**EXTRAIT DU DOCUMENT:**
◆ ◆ ◆

Le froid se fait plus mordant ici comme en témoigne le givre glacé et fixé en drapeau le long des brins de la végétation rare et rase des lieux. Une petite brèche dans l’échine rocheuse de l’arête m’inspire un passage rapide en versant est. Plus que quelques mètres sans difficulté à parcourir et voici déjà la table d’orientation du Chiran rejointe, à 1909 mètres d’altitude. (9)
La neige, plus omniprésente avec l’altitude, n’en demeure pas moins la grande absente pour l’époque. 2022 ne restera pas dans les annales hivernales des Alpes du Sud.
Le sommet est également occupé par un petit observatoire, anciennement propriété du CNRS, qui, sur réservation et à partir du 1er mai, permet aux visiteurs/ses de profiter d’une soirée d’observation au sommet en compagnie d’un animateur astronome. Un petit refuge accueille ensuite tout le monde pour la nuit. Un bon plan à coupler avec la randonnée, non ? — Infos et réservation
Si le sommet du Chiran se prête bien à l’observation des planètes et des constellations grâce à la clarté de son ciel, il donne également l’occasion d’un panorama assez vaste sur les Alpes du Sud. En affûtant un peu ses yeux on pourra donc apercevoir le Mercantour – notamment la Cime du Gélas – mais aussi les sommets italiens voisins comme, par exemple, celui de l’Argentera parfaitement visible. En continuant à remonter cette ligne de reliefs on distingue très bien le bloc du Mont Pelat suivi de celui de l’Estrop.
Du Mercantour aux Écrins, du Ventoux à la Provence : le panorama depuis le Chiran assure le spectacle et offre une belle récompense visuelle au marcheur après l’effort de l’ascension.
Les autres sommets marquants sont ceux de la Barre des Écrins et du Pelvoux. Côté sud, au-delà du Mourre de Chanier qui impose sa présence, on repère facilement le Pré Chauvin, avec un bout de Cadières qui dépasse juste derrière. L’entaille du Grand Canyon du Verdon s’aperçoit également. Les massifs provençaux – Sainte-Beaume et Sainte-Victoire – intègrent le panorama ainsi que Lure et le Ventoux, répartis au-delà d’un bout du Lac de Sainte-Croix et de l’immense Plateau de Valensole. Encore un 360° remarquable !
RETOUR PAR LES CRÊTES AU PAYS DES VAUTOURS
Du sommet du Chiran à la Crête du Chiran : 2,5 km – 125m D+ – 1h
On quitte le sommet par le portail mais pas question de suivre le PR jaune qui descend vers un autre, celui de Blieux : la navigation dans les grands espaces du Chiran se poursuit avec un nouveau chapitre de la boucle. C’est l’option de la Crête du Chiran que j’ai retenu pour retourner vers Majastres. On s’oriente donc plus ou moins nord-est pour dégringoler sous le sommet en direction de la grande plaine où s’abrite une petite bergerie.
Cette section ouvre une nouvelle fenêtre paysagère qui nous fait découvrir, de l’autre côté, la longue crête du Montdenier.

◆ ◆ ◆

**TRAVAIL À FAIRE:**
A) D'après le récit de la randonnée au Chiran, à quelle altitude se trouve la table d'orientation du sommet ?
B) Rédigez la suite du récit de la randonnée au Chiran, en reprenant juste après sa dernière phrase.

**DONNÉES AFFICHÉES:**
◆ ◆ ◆

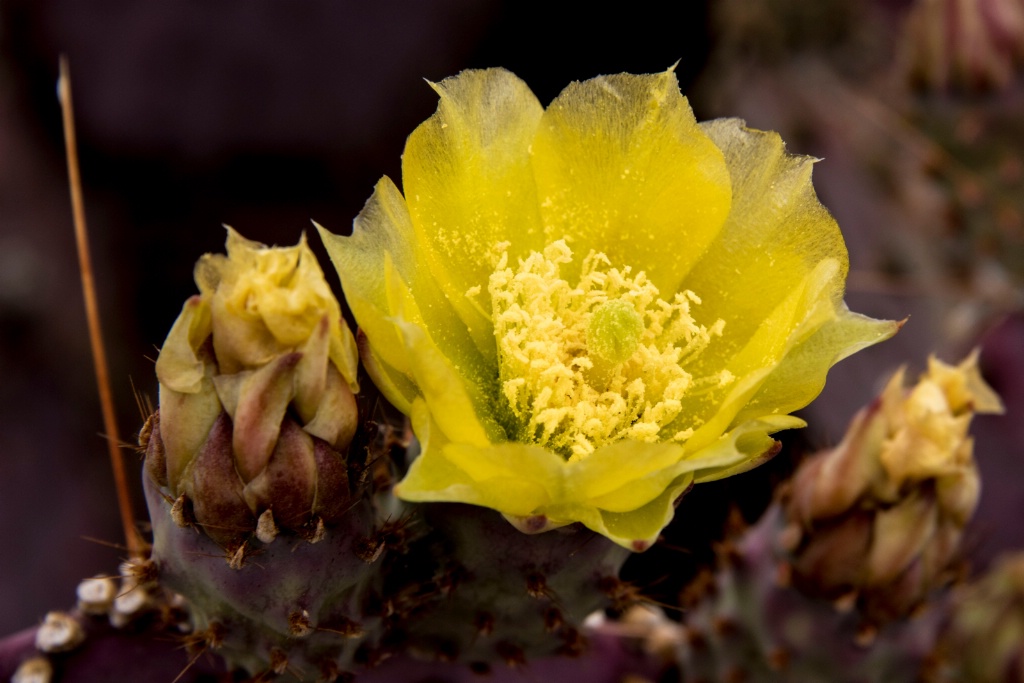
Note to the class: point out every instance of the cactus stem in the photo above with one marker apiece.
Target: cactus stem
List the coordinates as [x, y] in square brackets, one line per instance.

◆ ◆ ◆

**RÉPONSES RÉDIGÉES:**
A) À 1909 mètres d'altitude.

B)
La prairie est rapidement traversée pour ensuite rattaquer un dernier et court dénivelé d’environ 150 mètres qui, par palier, s’en va rejoindre le point le plus élevé de cette crête, marqué à 1825 mètres sur l’IGN. (10) Pour l’atteindre, on fait le choix de la proximité de la crête et d’un cheminement aéré au bord des falaises où admirer facilement le vol des vautours fauves.
SUR LES SENTIERS SECRETS DU CHIRAN
De la Crête du Chiran à Majastres : 4,4 km – 675m D- – 1h50
Du cairn sommital s’effectue la bascule sur le fil de la crête nord. L’heure est aux belles ambiances et aux ombres qui s’étirent langoureusement dans le fond du vallon à main droite. En toile de fond, le Dévoluy et le plateau de Bure sont très nettement visibles.
La première partie de la descente s’effectue sur une crête large et sans piège. Pas de sentier mais un axe net qui ne laisse aucune place au doute.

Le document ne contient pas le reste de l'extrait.